EXTRACT PROVIDED START

Artificial intelligence (AI) is expected to alter several dimensions of the personal insurance industry, including customer onboarding (e.g. by powering customer service chatbots), pricing (e.g. by enabling more precise risk assessments) and claims management (e.g. by screening out fraudulent claims).
Looking further ahead, AI could one day enable insurers to offer novel forms of advisory services that help customers to live healthier and safer lives, for example by recommending safer driving routes or by flagging early signs of damage in the home.
The industry is still in the nascent stages of AI adoption. Incumbents have found it challenging to marry this technology with their legacy infrastructure, as well as to find the talent required to take forward innovation programmes. Yet insurance leaders are confident that AI will soon be embedded across their value chains.
Critics say that AI could lead to detrimental outcomes for customers, particularly where it allows or requires:
- the collection and sharing of large data troves, which could impinge on privacy if done without the express consent of customers
- hyper personalised risk assessments, which could leave some individuals ‘uninsurable’ by revealing previously unseen indicators of risk
- new forms of nudging, where insurers use AI to alter the behaviour of customers in a way that could be viewed as intrusive
However, insurers have a strong case for engaging in these activities. Using AI to produce more accurate risk assessments, for example, could make insurance products more accessible to individuals previously deemed too risky.

EXTRACT PROVIDED END

- EXERCISE DETAILS
List the dimensions of the personal insurance industry that the passage on AI in insurance says AI is expected to alter.

GIVEN ENTRIES START

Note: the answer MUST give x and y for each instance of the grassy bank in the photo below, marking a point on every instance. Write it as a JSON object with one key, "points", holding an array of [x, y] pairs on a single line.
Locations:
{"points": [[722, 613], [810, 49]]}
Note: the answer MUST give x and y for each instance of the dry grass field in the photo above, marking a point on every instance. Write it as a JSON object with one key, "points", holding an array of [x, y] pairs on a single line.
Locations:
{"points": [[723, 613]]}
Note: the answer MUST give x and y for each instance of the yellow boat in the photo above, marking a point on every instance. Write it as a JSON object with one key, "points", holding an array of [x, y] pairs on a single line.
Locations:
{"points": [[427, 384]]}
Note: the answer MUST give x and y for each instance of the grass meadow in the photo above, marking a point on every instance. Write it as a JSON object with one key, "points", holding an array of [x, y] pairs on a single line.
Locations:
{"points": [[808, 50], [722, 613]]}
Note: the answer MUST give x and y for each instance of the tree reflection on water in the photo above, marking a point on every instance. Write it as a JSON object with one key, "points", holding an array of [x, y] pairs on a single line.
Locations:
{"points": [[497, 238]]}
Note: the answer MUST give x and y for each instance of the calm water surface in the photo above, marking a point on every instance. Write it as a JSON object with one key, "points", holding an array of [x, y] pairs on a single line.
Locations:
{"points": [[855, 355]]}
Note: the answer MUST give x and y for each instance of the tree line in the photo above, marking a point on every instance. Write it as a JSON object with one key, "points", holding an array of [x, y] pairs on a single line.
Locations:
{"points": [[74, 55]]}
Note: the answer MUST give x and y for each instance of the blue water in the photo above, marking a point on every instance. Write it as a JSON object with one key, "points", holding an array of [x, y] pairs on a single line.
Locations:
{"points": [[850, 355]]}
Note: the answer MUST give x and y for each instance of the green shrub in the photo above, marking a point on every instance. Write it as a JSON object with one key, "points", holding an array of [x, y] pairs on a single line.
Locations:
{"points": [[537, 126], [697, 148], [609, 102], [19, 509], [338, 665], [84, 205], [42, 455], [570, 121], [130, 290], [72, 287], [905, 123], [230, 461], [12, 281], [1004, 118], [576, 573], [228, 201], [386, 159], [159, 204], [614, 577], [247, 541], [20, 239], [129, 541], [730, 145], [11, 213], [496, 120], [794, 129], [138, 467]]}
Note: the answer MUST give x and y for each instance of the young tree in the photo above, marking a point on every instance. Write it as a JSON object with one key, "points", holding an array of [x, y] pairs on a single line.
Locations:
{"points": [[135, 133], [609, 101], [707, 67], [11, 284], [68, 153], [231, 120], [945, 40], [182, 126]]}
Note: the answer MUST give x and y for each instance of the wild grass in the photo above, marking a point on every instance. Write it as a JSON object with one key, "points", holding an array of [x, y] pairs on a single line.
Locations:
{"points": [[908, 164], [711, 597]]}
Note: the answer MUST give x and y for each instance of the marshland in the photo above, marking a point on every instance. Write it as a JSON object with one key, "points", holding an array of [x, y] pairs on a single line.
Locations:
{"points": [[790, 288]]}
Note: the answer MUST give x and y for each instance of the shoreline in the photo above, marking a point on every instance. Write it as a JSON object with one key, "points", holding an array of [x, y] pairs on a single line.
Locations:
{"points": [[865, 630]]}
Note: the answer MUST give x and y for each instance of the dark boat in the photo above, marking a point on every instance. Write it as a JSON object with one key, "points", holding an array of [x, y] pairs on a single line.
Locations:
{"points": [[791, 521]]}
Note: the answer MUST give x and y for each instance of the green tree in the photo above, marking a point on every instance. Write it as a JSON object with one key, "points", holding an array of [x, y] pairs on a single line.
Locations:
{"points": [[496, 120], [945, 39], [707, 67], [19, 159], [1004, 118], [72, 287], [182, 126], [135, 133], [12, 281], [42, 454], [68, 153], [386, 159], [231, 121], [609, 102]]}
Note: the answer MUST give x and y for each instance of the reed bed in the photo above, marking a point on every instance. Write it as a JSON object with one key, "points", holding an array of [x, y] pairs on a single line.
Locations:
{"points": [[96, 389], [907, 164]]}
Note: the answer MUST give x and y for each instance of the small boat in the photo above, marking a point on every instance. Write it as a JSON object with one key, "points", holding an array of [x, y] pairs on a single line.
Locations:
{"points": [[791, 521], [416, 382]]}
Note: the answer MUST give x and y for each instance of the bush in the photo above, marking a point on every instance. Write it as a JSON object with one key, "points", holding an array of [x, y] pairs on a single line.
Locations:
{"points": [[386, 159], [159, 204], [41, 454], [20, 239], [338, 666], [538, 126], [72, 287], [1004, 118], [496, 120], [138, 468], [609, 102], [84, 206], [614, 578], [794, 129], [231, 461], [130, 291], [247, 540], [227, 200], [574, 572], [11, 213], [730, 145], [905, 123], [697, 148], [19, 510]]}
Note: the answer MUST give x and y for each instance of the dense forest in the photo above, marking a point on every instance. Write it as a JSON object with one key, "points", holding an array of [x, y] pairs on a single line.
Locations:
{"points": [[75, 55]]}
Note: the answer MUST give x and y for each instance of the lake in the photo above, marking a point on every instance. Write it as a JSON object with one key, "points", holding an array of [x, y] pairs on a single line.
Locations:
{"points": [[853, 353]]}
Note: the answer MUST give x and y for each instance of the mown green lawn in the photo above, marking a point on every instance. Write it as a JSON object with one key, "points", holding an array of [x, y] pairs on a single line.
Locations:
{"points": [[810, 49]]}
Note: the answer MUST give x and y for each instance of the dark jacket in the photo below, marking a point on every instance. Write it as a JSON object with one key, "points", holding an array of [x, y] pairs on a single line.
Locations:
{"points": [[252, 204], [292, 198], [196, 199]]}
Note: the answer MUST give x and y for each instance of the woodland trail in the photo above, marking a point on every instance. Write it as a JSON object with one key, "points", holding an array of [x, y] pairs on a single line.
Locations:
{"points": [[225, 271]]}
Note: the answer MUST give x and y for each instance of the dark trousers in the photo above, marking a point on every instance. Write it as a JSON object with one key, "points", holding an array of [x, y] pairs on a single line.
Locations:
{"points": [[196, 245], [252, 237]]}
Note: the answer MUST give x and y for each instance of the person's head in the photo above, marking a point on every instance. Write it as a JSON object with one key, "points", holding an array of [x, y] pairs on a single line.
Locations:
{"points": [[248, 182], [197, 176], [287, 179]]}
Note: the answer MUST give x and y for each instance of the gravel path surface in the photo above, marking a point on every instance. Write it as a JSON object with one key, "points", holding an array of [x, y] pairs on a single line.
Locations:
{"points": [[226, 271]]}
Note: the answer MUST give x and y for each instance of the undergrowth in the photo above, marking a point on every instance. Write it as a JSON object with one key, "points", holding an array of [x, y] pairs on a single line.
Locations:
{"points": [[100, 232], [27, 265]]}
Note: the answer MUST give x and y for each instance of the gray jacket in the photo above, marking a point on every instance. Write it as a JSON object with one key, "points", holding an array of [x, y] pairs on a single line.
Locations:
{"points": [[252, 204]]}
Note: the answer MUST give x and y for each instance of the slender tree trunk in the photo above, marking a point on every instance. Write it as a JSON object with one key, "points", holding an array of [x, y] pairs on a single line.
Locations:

GIVEN ENTRIES END

- SOLUTION TO THE EXERCISE
- Customer onboarding
- Pricing
- Claims management